-- Required actions --
(a) In the solar receiver description, translate this sentence into Spanish: "The solar voltaic cell 401 is shown disposed at the focal point 140."
(b) Quote the entries from the line that contains "task: outline the dark green background" through the end of the entries, including both ends.

-- Reading passage --
------------------------------------------------------------

FIGS. 6A, 6B and 6C illustrate perspective, side elevation and end elevation views of a solar receiver 340 in accordance with the invention. The solar receiver 340 includes a longitudinal focus device solar cell 401 (FIG. 6B). With reference to FIG. 6A, the solar receiver 340 comprises two arc surfaces 347 at ends thereof, two trapezoidal surfaces 346 on sides thereof, one small square surface 349 on the top thereof, and one belt surface 348 on the bottom thereof. An axis 344 has each end structured on the trapezoidal surfaces 346. A linkage 345 is made on the surface 349, which is used to drive a tilt motion around the axis 344. With reference to FIG. 6B, the arc surface 347 is shown with an axis in plane. The solar voltaic cell 401 is shown disposed at the focal point 140. FIG. 6C shows the axis 344 as a round rod, curved up belt surface 348 as a rectangle on the bottom, and tilted trapezoidal side 346 in the middle. The dashed line highlights a cross section of cylindrical lens and also the arc surface 347 in the middle.

------------------------------------------------------------

-- Data --
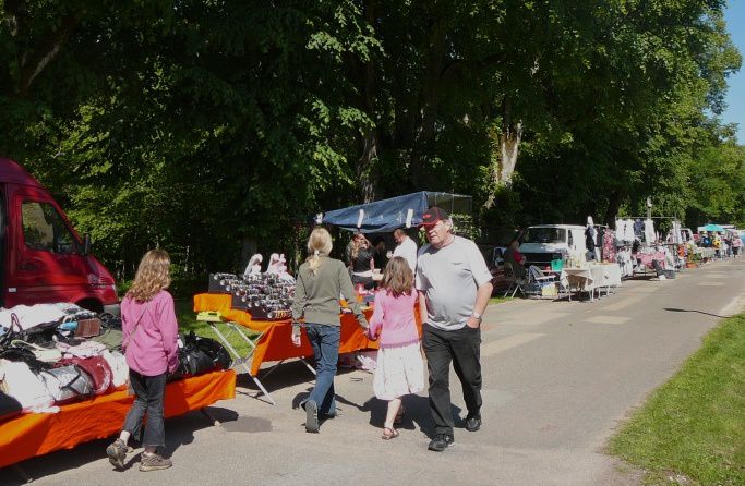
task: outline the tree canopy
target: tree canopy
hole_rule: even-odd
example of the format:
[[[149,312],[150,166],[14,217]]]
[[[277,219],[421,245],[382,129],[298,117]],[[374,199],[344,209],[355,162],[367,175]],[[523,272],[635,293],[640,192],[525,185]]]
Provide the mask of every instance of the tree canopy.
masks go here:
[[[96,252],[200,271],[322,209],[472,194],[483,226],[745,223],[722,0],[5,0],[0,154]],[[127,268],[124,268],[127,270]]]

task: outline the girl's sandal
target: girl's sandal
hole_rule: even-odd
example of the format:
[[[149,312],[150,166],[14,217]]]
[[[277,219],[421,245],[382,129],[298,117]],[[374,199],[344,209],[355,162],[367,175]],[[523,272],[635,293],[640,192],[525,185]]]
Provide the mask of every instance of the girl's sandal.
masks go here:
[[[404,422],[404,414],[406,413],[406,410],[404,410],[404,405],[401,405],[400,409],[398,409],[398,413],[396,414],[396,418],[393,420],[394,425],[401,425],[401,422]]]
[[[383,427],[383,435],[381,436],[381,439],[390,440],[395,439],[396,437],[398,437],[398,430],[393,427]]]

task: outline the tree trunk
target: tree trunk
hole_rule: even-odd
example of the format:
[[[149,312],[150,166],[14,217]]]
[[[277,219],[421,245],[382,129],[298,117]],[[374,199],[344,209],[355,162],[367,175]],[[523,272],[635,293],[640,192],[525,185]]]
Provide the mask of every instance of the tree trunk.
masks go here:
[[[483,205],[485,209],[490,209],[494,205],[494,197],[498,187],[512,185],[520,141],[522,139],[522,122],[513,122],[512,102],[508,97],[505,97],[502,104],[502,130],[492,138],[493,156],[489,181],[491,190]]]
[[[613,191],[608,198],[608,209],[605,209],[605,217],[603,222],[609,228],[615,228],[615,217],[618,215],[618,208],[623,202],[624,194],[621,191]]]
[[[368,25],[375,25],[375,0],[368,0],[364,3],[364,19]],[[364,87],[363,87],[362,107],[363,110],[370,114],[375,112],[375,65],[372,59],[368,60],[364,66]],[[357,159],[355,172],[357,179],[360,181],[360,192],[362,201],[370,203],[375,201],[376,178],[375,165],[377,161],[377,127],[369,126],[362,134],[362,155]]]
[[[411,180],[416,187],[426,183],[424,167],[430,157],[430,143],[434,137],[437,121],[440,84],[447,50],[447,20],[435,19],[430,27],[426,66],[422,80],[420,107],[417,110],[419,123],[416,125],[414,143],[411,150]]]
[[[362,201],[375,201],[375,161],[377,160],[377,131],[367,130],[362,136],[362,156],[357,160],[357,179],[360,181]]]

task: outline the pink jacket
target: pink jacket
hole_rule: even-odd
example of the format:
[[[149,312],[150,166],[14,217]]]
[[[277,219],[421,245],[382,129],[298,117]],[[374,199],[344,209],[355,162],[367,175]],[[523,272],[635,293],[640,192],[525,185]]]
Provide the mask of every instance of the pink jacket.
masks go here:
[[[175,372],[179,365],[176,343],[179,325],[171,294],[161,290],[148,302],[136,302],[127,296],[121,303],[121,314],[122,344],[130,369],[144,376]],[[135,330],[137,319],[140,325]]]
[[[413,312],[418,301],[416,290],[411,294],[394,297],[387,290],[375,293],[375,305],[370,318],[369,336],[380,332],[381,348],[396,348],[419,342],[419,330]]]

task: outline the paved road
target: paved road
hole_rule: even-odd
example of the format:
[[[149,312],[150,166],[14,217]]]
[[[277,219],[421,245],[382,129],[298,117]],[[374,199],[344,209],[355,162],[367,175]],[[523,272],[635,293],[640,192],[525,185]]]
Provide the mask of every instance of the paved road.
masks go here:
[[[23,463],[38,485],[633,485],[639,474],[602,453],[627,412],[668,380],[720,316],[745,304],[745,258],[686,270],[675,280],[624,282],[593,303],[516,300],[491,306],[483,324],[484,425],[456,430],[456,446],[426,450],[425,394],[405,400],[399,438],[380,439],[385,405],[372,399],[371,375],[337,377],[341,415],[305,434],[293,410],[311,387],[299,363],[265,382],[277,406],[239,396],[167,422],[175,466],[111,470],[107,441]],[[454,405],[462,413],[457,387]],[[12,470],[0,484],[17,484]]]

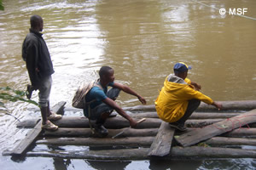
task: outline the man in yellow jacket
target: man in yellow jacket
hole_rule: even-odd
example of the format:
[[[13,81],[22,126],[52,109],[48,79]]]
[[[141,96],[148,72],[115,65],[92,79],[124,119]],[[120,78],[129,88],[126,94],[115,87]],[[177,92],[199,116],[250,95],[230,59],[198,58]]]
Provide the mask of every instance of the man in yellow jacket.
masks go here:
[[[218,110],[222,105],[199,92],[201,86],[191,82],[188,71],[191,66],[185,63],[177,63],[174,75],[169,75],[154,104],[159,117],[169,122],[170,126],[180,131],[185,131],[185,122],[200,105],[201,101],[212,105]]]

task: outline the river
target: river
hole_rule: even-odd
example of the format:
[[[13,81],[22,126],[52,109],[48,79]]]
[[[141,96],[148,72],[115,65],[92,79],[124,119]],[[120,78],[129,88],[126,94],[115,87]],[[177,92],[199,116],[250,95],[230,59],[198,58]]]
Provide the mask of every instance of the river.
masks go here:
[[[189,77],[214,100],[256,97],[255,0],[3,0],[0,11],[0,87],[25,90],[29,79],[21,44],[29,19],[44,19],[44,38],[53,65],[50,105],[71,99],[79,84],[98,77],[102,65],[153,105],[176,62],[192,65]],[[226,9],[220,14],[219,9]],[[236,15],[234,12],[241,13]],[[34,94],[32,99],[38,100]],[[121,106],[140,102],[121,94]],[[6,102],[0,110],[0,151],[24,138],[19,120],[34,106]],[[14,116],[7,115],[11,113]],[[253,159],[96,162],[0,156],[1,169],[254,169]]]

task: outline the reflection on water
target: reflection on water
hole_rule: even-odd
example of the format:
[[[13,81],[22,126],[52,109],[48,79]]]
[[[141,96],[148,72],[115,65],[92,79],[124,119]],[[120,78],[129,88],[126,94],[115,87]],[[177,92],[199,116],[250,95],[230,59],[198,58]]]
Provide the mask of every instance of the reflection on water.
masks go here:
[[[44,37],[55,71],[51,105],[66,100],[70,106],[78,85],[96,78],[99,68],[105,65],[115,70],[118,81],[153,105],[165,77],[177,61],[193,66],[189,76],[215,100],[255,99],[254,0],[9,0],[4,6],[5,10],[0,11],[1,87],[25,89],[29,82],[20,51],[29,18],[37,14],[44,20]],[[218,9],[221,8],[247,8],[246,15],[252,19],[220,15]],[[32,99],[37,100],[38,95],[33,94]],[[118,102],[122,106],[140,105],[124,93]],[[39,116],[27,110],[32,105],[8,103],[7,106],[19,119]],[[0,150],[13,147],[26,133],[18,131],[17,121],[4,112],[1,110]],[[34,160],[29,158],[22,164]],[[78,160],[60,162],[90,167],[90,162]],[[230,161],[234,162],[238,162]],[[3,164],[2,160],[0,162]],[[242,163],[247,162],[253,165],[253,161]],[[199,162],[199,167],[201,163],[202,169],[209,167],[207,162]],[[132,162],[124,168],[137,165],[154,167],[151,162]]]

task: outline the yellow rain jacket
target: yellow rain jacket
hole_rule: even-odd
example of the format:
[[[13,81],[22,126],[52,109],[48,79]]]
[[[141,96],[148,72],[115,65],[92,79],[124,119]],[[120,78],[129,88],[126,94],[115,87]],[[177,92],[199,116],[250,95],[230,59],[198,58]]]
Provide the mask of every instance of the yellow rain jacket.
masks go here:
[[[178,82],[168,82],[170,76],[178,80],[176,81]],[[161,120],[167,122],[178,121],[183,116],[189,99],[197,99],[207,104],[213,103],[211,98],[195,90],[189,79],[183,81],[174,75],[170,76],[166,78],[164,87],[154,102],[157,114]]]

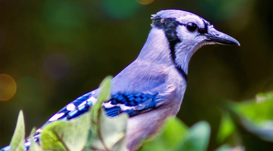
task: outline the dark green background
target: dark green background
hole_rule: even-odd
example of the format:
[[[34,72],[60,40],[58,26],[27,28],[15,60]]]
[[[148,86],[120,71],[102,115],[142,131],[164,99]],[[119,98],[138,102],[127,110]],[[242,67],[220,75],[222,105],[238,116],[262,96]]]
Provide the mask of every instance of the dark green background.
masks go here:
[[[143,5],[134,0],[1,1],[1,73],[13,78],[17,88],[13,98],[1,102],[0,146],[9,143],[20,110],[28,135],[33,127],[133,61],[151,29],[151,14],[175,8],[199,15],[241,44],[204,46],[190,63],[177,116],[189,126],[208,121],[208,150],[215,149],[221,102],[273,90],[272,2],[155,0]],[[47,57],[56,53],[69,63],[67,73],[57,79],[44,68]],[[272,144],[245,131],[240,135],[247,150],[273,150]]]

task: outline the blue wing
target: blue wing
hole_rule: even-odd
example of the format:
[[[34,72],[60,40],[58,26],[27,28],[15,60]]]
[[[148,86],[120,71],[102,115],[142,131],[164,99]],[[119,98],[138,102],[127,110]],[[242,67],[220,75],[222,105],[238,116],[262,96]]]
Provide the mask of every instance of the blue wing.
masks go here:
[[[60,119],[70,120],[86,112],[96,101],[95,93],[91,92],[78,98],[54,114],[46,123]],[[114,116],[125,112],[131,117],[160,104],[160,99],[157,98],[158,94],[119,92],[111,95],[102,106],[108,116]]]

------------------------------------------------------------

-- Answers by task --
(a) La celda solar fotovoltaica 401 se muestra dispuesta en el punto focal 140.

(b)
task: outline the dark green background
target: dark green background
hole_rule: even-odd
example of the format:
[[[34,72],[60,40],[58,26],[27,28],[15,60]]]
[[[148,86],[120,71],[102,115],[142,131],[164,99]],[[119,98],[138,102],[127,110]],[[242,67],[220,75],[222,105],[238,116],[262,96]]]
Provide the mask of every instance of the dark green background.
masks go here:
[[[143,5],[134,0],[1,1],[1,73],[13,78],[17,88],[13,98],[1,102],[0,146],[9,143],[20,110],[28,135],[33,127],[133,61],[151,29],[151,14],[175,8],[199,15],[241,44],[204,46],[190,63],[177,116],[189,126],[208,121],[208,150],[215,149],[221,102],[273,90],[272,2],[155,0]],[[47,57],[56,53],[69,63],[67,73],[57,79],[44,68]],[[272,144],[245,131],[240,135],[247,150],[273,150]]]

task: outline the blue wing
target: blue wing
hole_rule: even-odd
example of the format:
[[[34,72],[60,40],[58,26],[27,28],[15,60]]]
[[[148,86],[120,71],[102,115],[142,131],[164,99]],[[119,98],[138,102],[127,110]],[[242,67],[220,75],[222,105],[238,116],[262,96]]]
Provide the mask of every instance of the blue wing.
masks go here:
[[[60,119],[70,120],[86,112],[96,101],[95,93],[91,92],[78,98],[54,114],[46,123]],[[114,116],[125,112],[131,117],[160,104],[160,99],[157,98],[158,94],[119,92],[111,95],[102,106],[108,116]]]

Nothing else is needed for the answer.